[START Items]
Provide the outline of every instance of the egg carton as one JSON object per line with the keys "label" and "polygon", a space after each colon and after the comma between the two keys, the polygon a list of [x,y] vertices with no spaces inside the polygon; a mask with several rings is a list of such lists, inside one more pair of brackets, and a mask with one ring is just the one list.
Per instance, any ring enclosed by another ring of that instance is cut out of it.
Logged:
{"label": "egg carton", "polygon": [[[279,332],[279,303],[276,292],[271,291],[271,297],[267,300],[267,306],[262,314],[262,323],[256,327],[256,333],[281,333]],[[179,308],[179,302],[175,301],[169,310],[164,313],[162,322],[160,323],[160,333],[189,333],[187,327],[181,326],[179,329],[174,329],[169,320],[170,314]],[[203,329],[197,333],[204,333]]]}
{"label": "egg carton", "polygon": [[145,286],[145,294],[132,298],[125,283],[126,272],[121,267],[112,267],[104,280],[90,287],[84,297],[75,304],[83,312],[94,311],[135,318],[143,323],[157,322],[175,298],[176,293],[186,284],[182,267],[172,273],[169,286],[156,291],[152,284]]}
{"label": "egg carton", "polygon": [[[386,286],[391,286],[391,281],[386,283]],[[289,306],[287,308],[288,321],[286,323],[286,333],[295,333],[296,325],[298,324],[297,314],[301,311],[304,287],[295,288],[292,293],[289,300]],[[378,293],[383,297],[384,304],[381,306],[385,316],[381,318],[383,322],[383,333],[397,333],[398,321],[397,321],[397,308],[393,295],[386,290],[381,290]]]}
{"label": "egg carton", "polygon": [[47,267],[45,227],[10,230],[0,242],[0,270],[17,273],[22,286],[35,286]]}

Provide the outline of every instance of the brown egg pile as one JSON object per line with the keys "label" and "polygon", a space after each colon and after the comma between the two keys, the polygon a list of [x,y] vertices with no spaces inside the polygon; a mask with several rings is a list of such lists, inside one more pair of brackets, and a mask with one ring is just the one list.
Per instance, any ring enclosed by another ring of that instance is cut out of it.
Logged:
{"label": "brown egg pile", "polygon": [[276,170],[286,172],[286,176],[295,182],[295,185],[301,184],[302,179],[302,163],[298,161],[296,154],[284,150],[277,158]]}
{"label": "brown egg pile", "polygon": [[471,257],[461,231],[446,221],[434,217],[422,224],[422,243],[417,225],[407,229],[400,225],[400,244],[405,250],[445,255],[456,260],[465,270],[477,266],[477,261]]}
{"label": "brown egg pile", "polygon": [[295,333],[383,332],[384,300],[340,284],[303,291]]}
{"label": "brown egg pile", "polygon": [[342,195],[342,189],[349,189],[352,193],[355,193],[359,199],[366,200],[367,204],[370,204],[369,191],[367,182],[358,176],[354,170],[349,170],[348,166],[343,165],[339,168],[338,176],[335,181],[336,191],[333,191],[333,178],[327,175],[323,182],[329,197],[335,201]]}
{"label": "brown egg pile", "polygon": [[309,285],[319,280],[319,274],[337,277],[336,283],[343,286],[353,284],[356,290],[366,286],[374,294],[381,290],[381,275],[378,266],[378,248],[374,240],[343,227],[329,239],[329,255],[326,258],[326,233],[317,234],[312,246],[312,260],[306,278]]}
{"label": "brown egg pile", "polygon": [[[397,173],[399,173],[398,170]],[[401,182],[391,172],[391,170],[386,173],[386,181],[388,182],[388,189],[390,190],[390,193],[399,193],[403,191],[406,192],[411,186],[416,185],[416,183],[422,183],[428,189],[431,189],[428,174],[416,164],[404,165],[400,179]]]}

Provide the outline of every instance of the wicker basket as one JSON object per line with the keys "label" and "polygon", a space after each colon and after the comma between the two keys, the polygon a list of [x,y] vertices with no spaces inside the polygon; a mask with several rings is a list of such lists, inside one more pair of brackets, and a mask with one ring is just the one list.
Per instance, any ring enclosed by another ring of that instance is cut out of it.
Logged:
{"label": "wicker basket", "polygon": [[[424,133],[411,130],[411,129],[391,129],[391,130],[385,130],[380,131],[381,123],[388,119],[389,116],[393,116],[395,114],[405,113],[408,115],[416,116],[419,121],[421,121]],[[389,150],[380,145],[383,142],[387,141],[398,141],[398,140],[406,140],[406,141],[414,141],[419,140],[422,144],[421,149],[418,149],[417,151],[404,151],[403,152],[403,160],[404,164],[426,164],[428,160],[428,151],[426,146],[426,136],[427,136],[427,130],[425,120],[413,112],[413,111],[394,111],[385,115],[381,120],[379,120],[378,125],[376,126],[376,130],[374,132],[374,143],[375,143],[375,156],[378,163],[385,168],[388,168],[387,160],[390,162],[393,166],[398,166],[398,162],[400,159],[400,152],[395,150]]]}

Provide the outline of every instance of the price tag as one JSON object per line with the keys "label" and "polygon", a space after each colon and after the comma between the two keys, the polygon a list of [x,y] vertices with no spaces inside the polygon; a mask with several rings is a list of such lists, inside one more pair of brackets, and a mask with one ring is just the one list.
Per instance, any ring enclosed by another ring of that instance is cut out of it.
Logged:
[END Items]
What you have to do –
Update all of the material above by replacing each "Per instance" with "For each instance". Leave everything else unchanged.

Task result –
Provide the outline of every instance of the egg carton as one JSON object per line with the keys "label" and "polygon", a space after each colon and after the comma between the two keys, the polygon a list of [x,y] vertices with no spaces inside the polygon; a mask with several rings is a list of such lists, inside one more pair of brackets, and a mask with one ring is just the one list.
For each instance, any ring enclosed by another ring of that instance is cut out of it.
Logged:
{"label": "egg carton", "polygon": [[[279,332],[279,303],[276,292],[271,291],[271,297],[267,300],[267,306],[262,314],[262,323],[256,327],[256,333],[281,333]],[[179,308],[179,302],[175,301],[169,310],[164,313],[162,322],[160,323],[160,333],[189,333],[187,327],[181,326],[179,329],[174,329],[169,320],[170,314]],[[203,329],[197,333],[204,333]]]}
{"label": "egg carton", "polygon": [[145,286],[145,294],[132,298],[125,283],[126,272],[121,267],[112,267],[104,280],[90,287],[84,297],[75,304],[83,312],[94,311],[135,318],[143,323],[157,322],[175,298],[176,293],[186,284],[182,267],[172,273],[169,286],[156,291],[152,284]]}
{"label": "egg carton", "polygon": [[[386,286],[391,286],[391,281],[386,283]],[[289,306],[287,308],[288,321],[286,323],[286,333],[295,333],[296,325],[298,324],[297,314],[301,311],[304,287],[295,288],[292,293],[289,300]],[[378,293],[383,297],[384,304],[381,306],[385,316],[381,318],[383,322],[383,333],[397,333],[398,321],[397,321],[397,308],[393,295],[386,290],[381,290]]]}
{"label": "egg carton", "polygon": [[47,267],[45,227],[10,230],[0,242],[0,270],[17,273],[22,286],[35,286]]}

Provide the outline of every instance of the brown egg pile as one JSON object per line with the keys "label" and "polygon", a space after each colon and after the comma between the two keys, the polygon a list of [x,y] vertices with no spaces inside the polygon; a mask with several rings is a list of such lists, inside one more pair of brackets, and a mask with one ring is just the one list.
For each instance, any ring enclosed by another ring of that instance is cut out of it.
Logged:
{"label": "brown egg pile", "polygon": [[276,170],[286,172],[286,176],[295,182],[295,185],[301,184],[302,179],[302,163],[298,161],[296,154],[284,150],[277,158]]}
{"label": "brown egg pile", "polygon": [[471,257],[461,231],[446,221],[434,217],[422,224],[422,243],[417,225],[407,229],[400,225],[400,244],[405,250],[445,255],[456,260],[465,270],[477,266],[477,261]]}
{"label": "brown egg pile", "polygon": [[295,333],[383,332],[384,300],[340,284],[303,291]]}
{"label": "brown egg pile", "polygon": [[342,195],[342,189],[349,189],[352,193],[355,193],[359,199],[366,200],[367,204],[370,204],[369,191],[367,182],[358,176],[354,170],[349,170],[348,166],[343,165],[339,168],[338,176],[335,181],[336,191],[333,191],[333,178],[327,175],[323,182],[329,197],[335,201]]}
{"label": "brown egg pile", "polygon": [[309,285],[319,280],[319,274],[337,277],[336,283],[343,286],[353,284],[356,290],[366,286],[374,294],[381,290],[381,275],[378,266],[378,248],[374,240],[343,227],[329,239],[329,255],[326,258],[326,233],[317,234],[312,246],[312,260],[306,278]]}
{"label": "brown egg pile", "polygon": [[[397,173],[399,173],[398,170]],[[401,182],[391,172],[391,170],[386,173],[386,181],[388,182],[388,189],[390,190],[390,193],[399,193],[403,191],[406,192],[411,186],[416,185],[416,183],[422,183],[428,189],[431,189],[428,174],[416,164],[404,165],[400,179]]]}

Provide the outline of every instance of the wicker basket as one JSON object per line with the keys "label" and "polygon", a space after each colon and after the comma between the two keys, the polygon a list of [x,y] vertices with no spaces inside the polygon; a mask with several rings is a list of such lists, inside one more pair of brackets, and a mask with one ring is just the one list.
For each instance, any ring enclosed by another ring of that instance is cut out of it.
Logged:
{"label": "wicker basket", "polygon": [[[424,133],[411,130],[411,129],[391,129],[391,130],[385,130],[380,131],[381,123],[388,119],[389,116],[393,116],[395,114],[405,113],[408,115],[416,116],[419,121],[421,121]],[[389,150],[380,145],[383,142],[387,141],[398,141],[398,140],[406,140],[406,141],[414,141],[419,140],[422,144],[421,149],[418,149],[417,151],[404,151],[403,152],[403,160],[404,164],[426,164],[428,160],[428,151],[426,146],[426,136],[427,136],[427,130],[425,120],[413,112],[413,111],[394,111],[385,115],[381,120],[379,120],[378,125],[376,126],[376,130],[374,132],[374,143],[375,143],[375,156],[378,163],[385,168],[388,168],[387,160],[390,162],[393,166],[398,166],[398,162],[400,159],[400,152],[395,150]]]}

Provide the outline of every instance of the price tag as one JSON object per line with the keys "label" and "polygon", a space after each colon and after the comma between the two keys, the polygon a list of [x,y] vertices with no spaces inside the polygon; a mask with several rings is a list of such lists, inside one more pair of brackets, and a mask with one ring is just the one list.
For each instance, any ring enclosed by another ring of that instance is cut out of it.
Logged:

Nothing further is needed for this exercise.